● 網頁節選:
倉央嘉措情歌 仓央嘉措 6192 2018-03-20
六世達賴倉央嘉措(一六八三——一七四五)(?),是西藏歷史上著名的人物。出生在門隅拉沃宇鬆地方,從小資質靈,曾拜五世班禪為師,落髮受戒,取法名為羅桑仁青倉央嘉措。後被迎至布達拉宮,在著名學者桑傑嘉措的直接培養下,學習天文曆算、醫學及文學等,對詩的造詣很深。二十五歲時,作為上層統治階級爭權奪利犧牲品的倉央嘉措,開始了自己的流浪生活。先後周遊了青海、甘肅、蒙古、四川、衛藏、印度、尼泊爾等地。曾當過乞丐,送過屍體,生活極為艱苦。由於接觸過廣大的人民群眾,有豐富的生活實踐,從而寫出了優美動人的。一說倉央嘉措被解往北京途中遭害,所寫作品為二十五歲以前的東西。 倉央嘉措(1683—1706)是藏族最著名的詩人之一。他所寫的詩歌馳名中外,不但在藏族文學史上有重要地位,在藏族人民中產生了廣泛深遠的影響,而且在世界詩壇上也是引人注目的一朵奇花異葩,引起了不少學者的研究興趣。藏文原著有的以手抄本問世,有的以木刻版印出,有的以口頭形式流傳。足見藏族人民喜愛之深;漢文譯本公開發表和出版者至少有十種,或用整齊的五言或七言,或用生動活潑的自由詩,受到國內各族人民的歡迎;英文譯本於1980年出版,於道泉教授於藏文原詩下注以漢意,又譯為漢文和英文。漢譯文字斟句酌、精心推敲,忠實準確並保持原詩風姿,再加上趙元任博士的國際音標註音,樹立了科學地記錄整理和翻譯藏族文學作品的典範。

● 練習說明:
a: 請用兩句話概括關於倉央嘉措的節選。
b: 請從關於倉央嘉措的節選最後一句之後接著往下寫。
完成這些練習用不到資料。

● 資料部分:
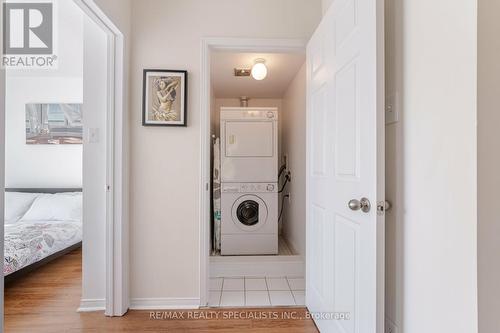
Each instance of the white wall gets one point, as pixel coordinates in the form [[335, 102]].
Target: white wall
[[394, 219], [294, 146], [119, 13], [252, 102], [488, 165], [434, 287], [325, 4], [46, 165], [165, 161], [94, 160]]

● 練習答案:
a: 倉央嘉措是西藏歷史上著名的人物，也是藏族最著名的詩人之一。他曾拜五世班禪為師，後在布達拉宮隨桑傑嘉措學習天文曆算、醫學及文學，二十五歲時成為上層爭權奪利的犧牲品，從此流浪各地，生活極為艱苦；他的詩歌馳名中外，藏文原著以手抄本、木刻版和口頭形式流傳，漢文譯本至少有十種，於道泉教授的漢英譯本加上趙元任博士的國際音標註音，樹立了翻譯藏族文學作品的典範。

b:
倉央嘉措在藏族詩歌上的貢獻是巨大的,開創了新的詩風,永遠值得紀念和尊敬。 一、書名和版本 (以下簡稱《情歌》),按藏文原書名應譯為《倉央嘉措詩歌》。因其內容多屬愛情之作,所以一般都澤成“情歌”了。有人把它解釋成宗教詩,還有人解釋為政治詩。 《情歌》,一般都認定是六世達賴喇嘛倉央嘉措所作。但是,也有人認為不是倉央嘉措所作,而是別有用心的人為陷害他而偽造的。還有人認為,情歌不一定全是倉央嘉措的作品,有些可能是倉央嘉措所寫,有些則可能是採錄的民歌。對此,目前尚無充分的材料可茲考證。這裡我們按藏族的一般說法,認為它是倉央嘉措的作品。 據目前所知,集錄成冊的《情歌》,有拉薩梵式木刻本五十七首,於道泉教授藏、漢英對照本六十二首,西藏自治區文化局本六十六首,青海民族出版社本七十四首,還有一本四百四十多首的藏文手抄本。另有人說有一千多首,但沒見到過。看來還是以七十首左右較為可信。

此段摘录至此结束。